Give the number of lines in the records below that include the word "glass", and add nothing to it.

**RECORDED INFORMATION**
[Start of section]
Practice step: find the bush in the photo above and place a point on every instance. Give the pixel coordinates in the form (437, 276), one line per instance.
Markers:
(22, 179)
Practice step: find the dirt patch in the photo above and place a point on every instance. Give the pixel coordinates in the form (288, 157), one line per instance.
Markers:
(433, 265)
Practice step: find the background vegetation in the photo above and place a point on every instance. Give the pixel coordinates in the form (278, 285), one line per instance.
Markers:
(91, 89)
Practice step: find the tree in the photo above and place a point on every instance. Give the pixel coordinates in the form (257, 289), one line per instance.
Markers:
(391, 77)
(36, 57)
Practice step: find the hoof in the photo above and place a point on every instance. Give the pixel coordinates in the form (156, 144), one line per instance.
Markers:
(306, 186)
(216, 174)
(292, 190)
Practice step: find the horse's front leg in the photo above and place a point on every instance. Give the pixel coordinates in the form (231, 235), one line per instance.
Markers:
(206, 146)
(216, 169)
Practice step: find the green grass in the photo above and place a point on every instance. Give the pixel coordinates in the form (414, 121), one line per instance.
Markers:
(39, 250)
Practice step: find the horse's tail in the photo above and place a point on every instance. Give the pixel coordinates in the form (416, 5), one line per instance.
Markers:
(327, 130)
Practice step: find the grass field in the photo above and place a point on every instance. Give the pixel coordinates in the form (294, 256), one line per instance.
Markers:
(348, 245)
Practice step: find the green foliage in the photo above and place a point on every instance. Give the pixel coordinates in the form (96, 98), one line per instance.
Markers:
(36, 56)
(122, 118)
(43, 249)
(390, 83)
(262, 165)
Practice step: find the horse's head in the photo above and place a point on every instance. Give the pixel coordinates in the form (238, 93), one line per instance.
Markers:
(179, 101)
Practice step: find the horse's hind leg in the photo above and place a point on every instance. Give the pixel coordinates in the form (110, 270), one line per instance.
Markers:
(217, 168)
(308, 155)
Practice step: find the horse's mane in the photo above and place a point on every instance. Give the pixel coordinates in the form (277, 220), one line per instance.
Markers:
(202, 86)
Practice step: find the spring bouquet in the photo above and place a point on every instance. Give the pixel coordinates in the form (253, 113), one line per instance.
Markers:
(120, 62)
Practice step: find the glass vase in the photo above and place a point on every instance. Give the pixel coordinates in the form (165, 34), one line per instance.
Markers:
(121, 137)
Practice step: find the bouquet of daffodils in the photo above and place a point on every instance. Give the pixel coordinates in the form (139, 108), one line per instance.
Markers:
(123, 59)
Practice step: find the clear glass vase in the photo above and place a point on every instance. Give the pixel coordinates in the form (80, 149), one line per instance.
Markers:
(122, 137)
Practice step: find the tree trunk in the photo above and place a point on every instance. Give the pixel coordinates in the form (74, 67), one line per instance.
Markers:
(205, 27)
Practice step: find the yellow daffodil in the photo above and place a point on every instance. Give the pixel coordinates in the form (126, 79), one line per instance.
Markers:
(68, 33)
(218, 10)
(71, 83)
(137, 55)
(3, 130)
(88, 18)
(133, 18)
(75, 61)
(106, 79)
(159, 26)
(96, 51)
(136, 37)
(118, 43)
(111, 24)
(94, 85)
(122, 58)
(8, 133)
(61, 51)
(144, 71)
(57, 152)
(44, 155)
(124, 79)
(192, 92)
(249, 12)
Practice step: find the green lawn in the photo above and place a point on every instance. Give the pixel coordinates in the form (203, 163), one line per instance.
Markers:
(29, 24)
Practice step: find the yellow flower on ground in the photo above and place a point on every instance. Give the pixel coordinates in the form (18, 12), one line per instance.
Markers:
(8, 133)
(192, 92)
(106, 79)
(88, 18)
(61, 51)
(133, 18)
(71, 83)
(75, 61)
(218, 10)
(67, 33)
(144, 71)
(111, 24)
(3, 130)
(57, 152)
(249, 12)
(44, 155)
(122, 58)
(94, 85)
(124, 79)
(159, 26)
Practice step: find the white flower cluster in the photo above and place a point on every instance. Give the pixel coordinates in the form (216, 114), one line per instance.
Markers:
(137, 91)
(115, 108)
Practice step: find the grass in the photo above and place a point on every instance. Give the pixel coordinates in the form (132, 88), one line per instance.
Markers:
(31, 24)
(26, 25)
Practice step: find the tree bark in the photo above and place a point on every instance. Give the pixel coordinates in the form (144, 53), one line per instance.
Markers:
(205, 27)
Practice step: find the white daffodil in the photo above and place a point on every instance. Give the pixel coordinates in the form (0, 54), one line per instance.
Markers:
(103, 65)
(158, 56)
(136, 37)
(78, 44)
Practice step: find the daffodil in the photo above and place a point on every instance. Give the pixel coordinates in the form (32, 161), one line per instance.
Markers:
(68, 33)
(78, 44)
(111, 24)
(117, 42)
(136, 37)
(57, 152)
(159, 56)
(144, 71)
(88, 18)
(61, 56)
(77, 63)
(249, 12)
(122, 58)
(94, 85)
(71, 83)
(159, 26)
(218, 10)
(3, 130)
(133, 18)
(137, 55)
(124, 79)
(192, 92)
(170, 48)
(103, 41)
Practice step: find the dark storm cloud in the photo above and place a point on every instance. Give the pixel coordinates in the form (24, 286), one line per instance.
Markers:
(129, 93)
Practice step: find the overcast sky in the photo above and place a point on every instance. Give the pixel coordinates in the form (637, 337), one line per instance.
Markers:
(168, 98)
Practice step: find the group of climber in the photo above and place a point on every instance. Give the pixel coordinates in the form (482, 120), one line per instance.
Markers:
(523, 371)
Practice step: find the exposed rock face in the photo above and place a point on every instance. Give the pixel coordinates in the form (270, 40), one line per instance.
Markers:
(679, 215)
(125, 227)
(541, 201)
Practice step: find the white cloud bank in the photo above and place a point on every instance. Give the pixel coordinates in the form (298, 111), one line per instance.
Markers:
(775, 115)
[End of section]
**RESULT FOR THIS EXERCISE**
2